◆ **Problem details**
Scan the records below for the string "safety" and return every line where it appears.
++++ Exercise input ++++
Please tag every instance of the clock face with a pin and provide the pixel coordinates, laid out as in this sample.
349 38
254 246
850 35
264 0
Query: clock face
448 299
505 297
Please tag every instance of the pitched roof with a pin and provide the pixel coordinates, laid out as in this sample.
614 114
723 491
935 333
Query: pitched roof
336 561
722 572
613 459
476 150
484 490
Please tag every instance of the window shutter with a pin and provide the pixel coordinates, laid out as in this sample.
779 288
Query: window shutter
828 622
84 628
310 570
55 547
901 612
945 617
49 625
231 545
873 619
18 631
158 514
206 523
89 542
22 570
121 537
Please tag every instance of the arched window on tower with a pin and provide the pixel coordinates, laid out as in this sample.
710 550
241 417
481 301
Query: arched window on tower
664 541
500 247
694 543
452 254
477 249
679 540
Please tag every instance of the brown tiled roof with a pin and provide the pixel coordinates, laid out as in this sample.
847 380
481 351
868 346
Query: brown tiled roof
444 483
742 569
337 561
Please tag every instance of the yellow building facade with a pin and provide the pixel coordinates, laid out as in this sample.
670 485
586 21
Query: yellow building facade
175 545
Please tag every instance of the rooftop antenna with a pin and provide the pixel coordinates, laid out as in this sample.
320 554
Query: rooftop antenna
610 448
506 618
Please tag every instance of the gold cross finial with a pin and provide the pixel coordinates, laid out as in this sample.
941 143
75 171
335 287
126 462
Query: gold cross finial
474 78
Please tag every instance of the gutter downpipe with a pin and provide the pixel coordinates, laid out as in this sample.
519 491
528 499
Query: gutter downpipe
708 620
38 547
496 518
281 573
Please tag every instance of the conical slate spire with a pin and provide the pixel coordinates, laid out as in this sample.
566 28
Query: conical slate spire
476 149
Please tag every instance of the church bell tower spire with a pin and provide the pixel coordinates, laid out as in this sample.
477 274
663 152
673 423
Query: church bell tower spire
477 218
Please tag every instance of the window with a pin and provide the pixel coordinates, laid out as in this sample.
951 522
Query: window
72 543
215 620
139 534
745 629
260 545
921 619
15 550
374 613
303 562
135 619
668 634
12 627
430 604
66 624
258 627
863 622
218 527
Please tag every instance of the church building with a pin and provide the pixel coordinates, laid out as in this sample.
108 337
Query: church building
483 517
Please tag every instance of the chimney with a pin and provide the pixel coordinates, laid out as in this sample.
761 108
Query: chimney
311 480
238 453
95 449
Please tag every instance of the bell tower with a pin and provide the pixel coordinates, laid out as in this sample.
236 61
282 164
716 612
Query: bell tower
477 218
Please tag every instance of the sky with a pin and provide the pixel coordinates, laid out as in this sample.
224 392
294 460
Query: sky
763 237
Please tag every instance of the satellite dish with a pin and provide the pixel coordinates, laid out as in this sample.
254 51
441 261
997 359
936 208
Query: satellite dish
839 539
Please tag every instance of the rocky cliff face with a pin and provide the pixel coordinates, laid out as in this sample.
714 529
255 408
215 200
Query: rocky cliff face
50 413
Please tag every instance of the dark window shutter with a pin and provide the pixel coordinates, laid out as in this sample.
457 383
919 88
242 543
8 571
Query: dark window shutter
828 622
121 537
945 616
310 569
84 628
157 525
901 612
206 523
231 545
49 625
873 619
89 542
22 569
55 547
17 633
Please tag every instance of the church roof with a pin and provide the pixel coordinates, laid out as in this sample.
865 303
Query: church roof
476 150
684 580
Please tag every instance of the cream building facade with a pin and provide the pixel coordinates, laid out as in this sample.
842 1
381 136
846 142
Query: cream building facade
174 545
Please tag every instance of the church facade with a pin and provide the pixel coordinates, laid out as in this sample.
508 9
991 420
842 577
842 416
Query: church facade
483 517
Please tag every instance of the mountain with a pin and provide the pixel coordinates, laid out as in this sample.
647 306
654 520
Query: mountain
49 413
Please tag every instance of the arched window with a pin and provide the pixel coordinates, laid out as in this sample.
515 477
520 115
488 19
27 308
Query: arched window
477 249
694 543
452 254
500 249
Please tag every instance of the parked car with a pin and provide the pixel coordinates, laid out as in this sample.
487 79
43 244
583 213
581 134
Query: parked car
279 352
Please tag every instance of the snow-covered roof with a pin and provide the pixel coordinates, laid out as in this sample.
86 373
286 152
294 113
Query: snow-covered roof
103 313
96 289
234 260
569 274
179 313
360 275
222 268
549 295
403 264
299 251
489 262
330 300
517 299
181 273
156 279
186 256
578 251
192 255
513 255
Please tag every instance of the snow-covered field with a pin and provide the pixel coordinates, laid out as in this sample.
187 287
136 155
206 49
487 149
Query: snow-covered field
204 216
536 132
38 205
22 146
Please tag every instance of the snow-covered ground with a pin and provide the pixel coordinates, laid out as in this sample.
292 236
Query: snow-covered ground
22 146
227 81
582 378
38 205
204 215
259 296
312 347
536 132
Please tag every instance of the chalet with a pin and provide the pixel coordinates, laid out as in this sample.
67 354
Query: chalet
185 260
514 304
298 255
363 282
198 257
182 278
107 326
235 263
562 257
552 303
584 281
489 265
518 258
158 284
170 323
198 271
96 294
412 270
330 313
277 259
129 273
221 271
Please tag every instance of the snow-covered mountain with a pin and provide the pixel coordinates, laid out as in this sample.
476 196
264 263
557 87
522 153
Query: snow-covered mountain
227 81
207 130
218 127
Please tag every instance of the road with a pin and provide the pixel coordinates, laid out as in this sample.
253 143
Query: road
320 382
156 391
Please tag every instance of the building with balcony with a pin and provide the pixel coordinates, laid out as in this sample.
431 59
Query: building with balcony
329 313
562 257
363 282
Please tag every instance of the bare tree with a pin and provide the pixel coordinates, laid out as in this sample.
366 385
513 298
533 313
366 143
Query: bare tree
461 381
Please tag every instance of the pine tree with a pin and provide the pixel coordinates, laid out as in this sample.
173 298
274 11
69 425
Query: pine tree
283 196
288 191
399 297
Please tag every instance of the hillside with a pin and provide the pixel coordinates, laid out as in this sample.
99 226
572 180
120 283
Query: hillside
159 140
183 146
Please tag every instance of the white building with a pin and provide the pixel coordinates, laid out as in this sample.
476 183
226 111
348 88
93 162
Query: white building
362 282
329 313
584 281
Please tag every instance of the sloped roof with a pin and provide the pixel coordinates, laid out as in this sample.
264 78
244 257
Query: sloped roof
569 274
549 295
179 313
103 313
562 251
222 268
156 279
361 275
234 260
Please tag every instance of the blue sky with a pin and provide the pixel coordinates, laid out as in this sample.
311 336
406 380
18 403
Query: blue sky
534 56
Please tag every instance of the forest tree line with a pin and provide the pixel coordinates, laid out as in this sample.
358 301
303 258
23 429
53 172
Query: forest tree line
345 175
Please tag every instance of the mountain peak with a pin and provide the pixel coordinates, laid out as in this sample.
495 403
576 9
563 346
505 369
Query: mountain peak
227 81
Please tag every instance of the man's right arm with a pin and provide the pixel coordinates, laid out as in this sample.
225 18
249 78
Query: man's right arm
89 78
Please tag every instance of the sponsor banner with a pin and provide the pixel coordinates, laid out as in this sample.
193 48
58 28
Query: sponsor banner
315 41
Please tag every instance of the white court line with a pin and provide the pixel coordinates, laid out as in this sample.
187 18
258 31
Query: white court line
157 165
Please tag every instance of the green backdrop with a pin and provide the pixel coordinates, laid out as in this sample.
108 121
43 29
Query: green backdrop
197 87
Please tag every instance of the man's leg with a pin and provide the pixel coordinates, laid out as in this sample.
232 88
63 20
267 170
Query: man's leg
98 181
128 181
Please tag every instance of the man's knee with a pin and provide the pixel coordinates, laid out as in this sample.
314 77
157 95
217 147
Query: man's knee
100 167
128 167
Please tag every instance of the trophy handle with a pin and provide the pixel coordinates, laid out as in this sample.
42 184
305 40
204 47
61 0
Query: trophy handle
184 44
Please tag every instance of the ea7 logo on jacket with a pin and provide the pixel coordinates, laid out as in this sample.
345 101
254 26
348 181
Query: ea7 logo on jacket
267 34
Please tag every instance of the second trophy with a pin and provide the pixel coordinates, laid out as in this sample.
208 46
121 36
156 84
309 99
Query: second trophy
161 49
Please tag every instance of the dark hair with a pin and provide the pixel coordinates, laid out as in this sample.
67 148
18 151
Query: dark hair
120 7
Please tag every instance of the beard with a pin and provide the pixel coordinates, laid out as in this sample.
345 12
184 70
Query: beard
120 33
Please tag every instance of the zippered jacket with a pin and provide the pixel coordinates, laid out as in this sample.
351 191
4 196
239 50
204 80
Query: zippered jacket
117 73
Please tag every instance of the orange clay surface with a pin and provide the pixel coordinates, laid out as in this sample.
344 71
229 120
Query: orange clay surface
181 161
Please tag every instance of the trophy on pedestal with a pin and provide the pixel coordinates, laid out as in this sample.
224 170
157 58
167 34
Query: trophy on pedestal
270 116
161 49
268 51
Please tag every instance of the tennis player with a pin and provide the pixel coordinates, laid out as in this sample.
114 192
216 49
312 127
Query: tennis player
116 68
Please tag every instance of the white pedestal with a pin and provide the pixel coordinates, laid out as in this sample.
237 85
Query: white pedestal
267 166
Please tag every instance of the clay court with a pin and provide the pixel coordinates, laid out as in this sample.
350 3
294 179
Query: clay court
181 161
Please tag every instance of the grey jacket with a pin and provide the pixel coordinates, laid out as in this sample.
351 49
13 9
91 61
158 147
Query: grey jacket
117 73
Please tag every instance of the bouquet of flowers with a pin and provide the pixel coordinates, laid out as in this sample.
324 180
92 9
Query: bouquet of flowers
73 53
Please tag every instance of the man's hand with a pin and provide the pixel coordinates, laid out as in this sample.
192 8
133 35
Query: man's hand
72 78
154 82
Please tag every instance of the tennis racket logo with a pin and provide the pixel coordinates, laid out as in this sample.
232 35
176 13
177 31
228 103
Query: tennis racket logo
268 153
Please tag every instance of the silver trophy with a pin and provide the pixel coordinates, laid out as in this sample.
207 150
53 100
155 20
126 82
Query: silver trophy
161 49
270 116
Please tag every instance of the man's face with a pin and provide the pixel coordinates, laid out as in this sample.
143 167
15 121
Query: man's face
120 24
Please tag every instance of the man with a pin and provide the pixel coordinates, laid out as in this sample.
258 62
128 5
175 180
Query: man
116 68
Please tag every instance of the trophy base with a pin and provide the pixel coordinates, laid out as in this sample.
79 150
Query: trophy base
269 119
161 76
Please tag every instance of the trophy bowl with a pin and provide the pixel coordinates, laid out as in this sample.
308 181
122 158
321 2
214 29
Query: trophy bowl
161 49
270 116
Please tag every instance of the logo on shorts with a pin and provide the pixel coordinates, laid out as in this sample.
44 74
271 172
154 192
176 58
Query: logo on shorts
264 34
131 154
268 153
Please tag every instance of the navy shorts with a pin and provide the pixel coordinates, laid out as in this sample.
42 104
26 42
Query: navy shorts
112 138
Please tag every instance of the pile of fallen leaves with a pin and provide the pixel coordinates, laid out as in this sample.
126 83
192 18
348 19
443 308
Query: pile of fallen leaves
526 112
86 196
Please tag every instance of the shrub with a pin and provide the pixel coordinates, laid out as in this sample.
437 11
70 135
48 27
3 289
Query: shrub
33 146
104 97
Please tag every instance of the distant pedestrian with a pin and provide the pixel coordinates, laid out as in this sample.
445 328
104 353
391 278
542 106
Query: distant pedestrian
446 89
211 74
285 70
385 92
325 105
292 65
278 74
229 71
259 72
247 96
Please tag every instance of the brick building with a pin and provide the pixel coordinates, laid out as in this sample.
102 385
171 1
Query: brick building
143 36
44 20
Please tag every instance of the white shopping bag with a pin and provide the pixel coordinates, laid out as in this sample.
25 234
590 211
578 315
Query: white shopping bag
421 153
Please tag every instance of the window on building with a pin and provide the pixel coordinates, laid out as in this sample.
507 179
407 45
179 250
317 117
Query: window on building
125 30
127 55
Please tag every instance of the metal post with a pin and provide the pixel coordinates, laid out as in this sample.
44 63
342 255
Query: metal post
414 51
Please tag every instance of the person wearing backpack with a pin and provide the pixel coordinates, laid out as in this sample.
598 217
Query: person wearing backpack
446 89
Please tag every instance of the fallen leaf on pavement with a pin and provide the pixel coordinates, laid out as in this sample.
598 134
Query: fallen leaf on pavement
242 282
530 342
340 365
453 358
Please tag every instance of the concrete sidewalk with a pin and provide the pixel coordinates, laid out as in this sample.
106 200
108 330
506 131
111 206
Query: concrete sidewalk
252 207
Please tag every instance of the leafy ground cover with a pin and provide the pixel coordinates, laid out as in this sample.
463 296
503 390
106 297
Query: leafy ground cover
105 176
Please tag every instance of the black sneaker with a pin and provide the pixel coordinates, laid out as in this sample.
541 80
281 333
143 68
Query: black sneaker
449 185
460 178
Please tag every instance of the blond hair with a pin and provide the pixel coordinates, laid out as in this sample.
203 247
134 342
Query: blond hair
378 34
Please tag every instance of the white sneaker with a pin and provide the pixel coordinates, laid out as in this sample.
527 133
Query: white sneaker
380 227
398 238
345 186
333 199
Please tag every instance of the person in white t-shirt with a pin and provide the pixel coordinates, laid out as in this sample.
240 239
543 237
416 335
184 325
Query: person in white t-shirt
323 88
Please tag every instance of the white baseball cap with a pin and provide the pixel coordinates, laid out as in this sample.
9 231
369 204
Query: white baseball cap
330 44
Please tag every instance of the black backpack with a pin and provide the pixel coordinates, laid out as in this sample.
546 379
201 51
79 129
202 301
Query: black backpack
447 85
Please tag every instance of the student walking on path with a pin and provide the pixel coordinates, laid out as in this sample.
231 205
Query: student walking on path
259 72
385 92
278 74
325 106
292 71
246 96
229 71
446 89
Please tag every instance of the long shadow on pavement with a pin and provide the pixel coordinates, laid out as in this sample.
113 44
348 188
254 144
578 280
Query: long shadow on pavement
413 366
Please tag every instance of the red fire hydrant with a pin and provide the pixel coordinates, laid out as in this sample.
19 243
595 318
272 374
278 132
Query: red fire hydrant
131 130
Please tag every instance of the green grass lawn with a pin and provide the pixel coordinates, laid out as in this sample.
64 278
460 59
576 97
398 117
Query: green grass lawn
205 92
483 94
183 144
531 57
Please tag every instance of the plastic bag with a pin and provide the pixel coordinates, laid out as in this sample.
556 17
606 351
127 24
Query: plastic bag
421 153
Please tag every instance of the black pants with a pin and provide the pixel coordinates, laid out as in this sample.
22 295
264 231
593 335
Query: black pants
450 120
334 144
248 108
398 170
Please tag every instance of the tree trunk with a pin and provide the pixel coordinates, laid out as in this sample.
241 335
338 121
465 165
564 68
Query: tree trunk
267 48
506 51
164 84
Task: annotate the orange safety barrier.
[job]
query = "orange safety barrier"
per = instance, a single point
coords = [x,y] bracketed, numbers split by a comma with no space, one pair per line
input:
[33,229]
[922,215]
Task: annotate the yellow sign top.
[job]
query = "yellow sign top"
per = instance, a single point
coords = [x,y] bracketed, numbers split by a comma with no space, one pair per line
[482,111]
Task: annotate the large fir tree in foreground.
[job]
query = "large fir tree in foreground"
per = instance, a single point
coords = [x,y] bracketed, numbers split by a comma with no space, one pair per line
++++
◆ **Task response**
Task: annotate the orange safety barrier.
query = "orange safety barrier"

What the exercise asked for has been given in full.